__Job__
Will you extract the entries word for word? Images should not appear in the copy.

▬▬▬▬▬▬

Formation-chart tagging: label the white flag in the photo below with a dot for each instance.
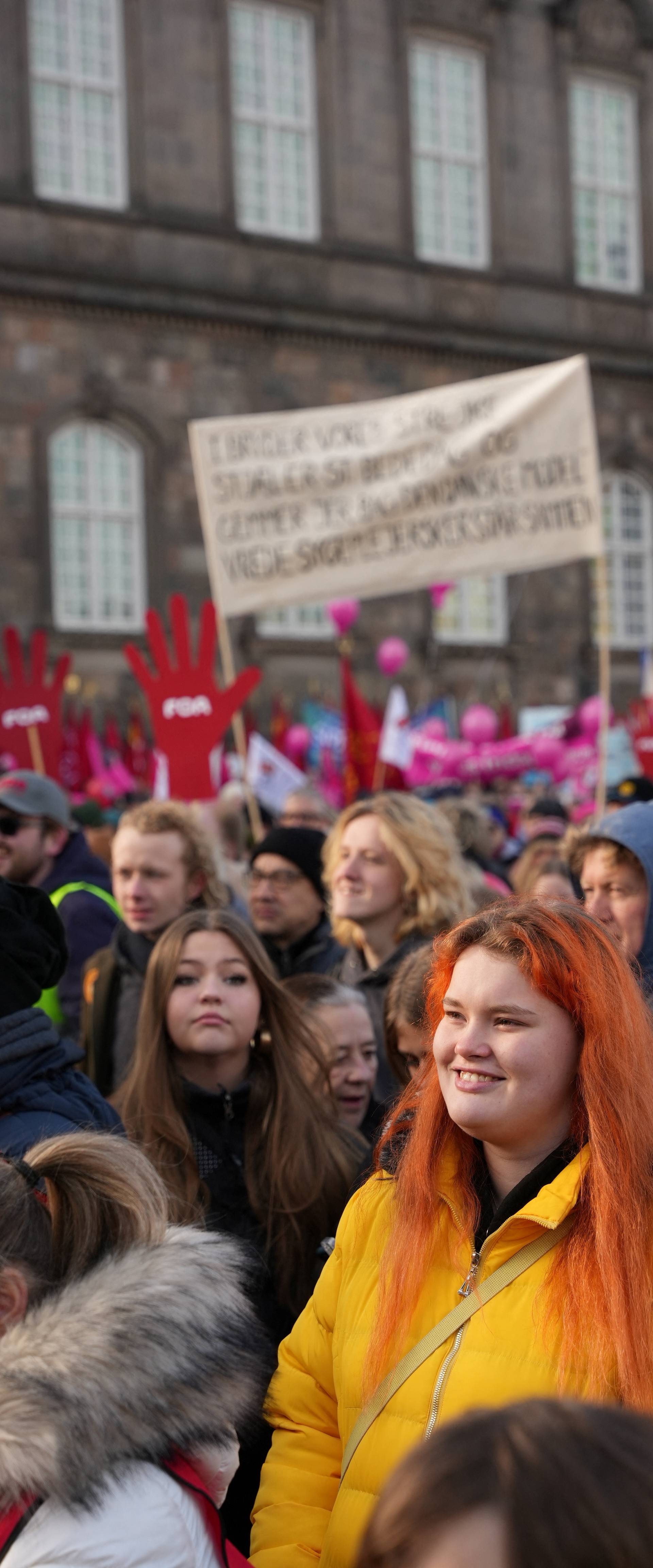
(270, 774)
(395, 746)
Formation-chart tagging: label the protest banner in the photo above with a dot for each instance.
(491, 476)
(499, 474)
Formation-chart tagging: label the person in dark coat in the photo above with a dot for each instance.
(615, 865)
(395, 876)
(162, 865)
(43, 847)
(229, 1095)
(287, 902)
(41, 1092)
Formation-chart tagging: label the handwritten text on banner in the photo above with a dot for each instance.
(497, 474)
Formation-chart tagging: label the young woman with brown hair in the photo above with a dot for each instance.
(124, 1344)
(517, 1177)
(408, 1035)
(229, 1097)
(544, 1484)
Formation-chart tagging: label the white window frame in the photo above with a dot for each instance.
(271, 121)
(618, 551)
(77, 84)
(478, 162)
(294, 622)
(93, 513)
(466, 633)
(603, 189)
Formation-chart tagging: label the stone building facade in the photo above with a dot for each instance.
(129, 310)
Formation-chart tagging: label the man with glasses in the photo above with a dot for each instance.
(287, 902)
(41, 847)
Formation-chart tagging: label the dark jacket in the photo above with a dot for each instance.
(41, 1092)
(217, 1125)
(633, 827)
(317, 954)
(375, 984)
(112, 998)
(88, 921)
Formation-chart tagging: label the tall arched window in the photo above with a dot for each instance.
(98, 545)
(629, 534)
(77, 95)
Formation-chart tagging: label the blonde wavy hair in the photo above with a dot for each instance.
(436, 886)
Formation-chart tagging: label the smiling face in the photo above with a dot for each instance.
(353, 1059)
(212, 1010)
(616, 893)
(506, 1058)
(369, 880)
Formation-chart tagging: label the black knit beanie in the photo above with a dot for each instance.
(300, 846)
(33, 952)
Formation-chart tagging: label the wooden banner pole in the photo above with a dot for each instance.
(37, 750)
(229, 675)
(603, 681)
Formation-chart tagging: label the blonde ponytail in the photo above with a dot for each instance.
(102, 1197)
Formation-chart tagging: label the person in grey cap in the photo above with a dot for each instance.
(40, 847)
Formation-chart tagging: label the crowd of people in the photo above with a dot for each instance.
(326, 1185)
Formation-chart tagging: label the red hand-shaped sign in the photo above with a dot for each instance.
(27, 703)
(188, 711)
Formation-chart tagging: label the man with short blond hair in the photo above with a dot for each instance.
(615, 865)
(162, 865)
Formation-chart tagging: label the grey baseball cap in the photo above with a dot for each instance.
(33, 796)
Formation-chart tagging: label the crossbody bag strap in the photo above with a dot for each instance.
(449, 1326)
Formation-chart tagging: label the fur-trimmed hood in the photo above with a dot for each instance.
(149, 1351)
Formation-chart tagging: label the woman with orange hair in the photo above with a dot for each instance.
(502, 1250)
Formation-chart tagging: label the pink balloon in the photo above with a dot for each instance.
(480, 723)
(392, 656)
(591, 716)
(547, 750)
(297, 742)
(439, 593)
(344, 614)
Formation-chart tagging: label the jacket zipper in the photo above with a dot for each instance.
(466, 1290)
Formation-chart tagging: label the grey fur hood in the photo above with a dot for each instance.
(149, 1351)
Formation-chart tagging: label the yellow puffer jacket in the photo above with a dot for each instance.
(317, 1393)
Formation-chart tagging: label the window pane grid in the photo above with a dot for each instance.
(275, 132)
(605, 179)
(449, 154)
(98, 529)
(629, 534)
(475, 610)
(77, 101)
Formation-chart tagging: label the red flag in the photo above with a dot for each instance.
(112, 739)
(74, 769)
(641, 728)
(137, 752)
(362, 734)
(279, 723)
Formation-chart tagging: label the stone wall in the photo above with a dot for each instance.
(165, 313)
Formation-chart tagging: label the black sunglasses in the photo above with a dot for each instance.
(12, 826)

▬▬▬▬▬▬

__Written answer__
Formation-chart tagging: label the white flag in the photo below with a dot for each instance.
(270, 774)
(395, 746)
Formation-chart tagging: label the protest banner in the photo above with a dot for each instance.
(491, 476)
(499, 474)
Formation-chart tagging: label the person in dark coat in the photo above with a dot for each instance.
(615, 865)
(395, 876)
(162, 865)
(43, 847)
(229, 1095)
(287, 902)
(41, 1092)
Formation-chart tagging: label the handwritten text on banner in the photo above with a dot for each instance.
(497, 474)
Formation-chart tagging: label the young woman with brown hair in the photo above with a dot for each instance.
(124, 1344)
(517, 1177)
(408, 1035)
(229, 1097)
(544, 1484)
Formation-chart tagging: label the white window frame in the photo above with a dot for each instance.
(271, 121)
(618, 551)
(77, 84)
(478, 162)
(294, 622)
(93, 513)
(466, 633)
(603, 189)
Formation-chart tagging: label the stone building facade in the photo above with a dot for each instance.
(129, 310)
Formation-chart tagging: label the man with glasses in the photo above with a dot for each instance.
(287, 902)
(41, 847)
Formation-chart tagging: label the dark jacket in the photo above with a dot for each instance.
(41, 1092)
(217, 1125)
(633, 827)
(317, 954)
(375, 984)
(112, 998)
(88, 921)
Formation-chart tagging: label the tall arched window in the photo above with a dot for each instance.
(98, 545)
(629, 534)
(77, 95)
Formation-chart tagging: label the blonde wavy hair in the photo above with a dot for each instance.
(436, 886)
Formation-chart tagging: label the smiling face in the photo above with a dot for each instance.
(353, 1059)
(212, 1010)
(616, 893)
(506, 1058)
(369, 880)
Formation-chart tagging: label the black knit beanie in the photo above with a dot for each instance.
(300, 846)
(33, 952)
Formation-chart tagging: label the wooden banner pole in the photo above with a dot for each instance.
(37, 750)
(229, 675)
(603, 681)
Formation-chart tagging: label the blonde ponytail in the photo above with a dot for each instance.
(102, 1197)
Formation-chart tagging: label the person in grey cap in the photo above with a dot for each instance.
(40, 847)
Formation-chart tagging: label the crowd of people in the photo above with a dot for each instance.
(326, 1185)
Formation-chart tagging: label the red hand-shaped sign in the photo above with a dot for each instance.
(27, 703)
(188, 711)
Formation-chart tagging: label the man with short blond hair in the photo above with a dot for each instance.
(615, 865)
(162, 865)
Formation-chart tagging: label the grey baseball cap in the photo above with a dot for each instance.
(33, 796)
Formation-chart tagging: label the crossbody bag strap in the photo above with a dot for each instance.
(449, 1326)
Formation-chart tagging: label the fur-trimmed hood in the photo above with a dot for each instance.
(149, 1351)
Formation-chart tagging: label the woman with orange hair in the photo above with a dot for each instance.
(502, 1250)
Formation-chart tagging: label the pink balloon in the photo above with a dot for each instance.
(480, 723)
(392, 656)
(591, 716)
(547, 750)
(297, 742)
(439, 593)
(344, 614)
Formation-chart tagging: label the jacket zipper in the photo above with a dot for each instance.
(466, 1290)
Formation-chart tagging: label the grey fur hood in the photo above with a dot for each instance.
(149, 1351)
Formation-chart tagging: label the yellow puffer jacket in the photo above with a dot for each instance.
(317, 1393)
Formation-chart tagging: label the window pane grid in the photo above with a dot for each instance.
(275, 132)
(605, 179)
(449, 154)
(98, 529)
(629, 534)
(475, 610)
(77, 101)
Formation-chart tagging: label the red flag in the photo above with a dot for each instance.
(112, 739)
(74, 769)
(641, 728)
(137, 752)
(362, 734)
(279, 723)
Formation-chart tagging: label the stone wall in the photo above with a dot for each instance.
(165, 313)
Formation-chart tagging: label the black sunglasses in the photo above with a dot for each instance.
(12, 826)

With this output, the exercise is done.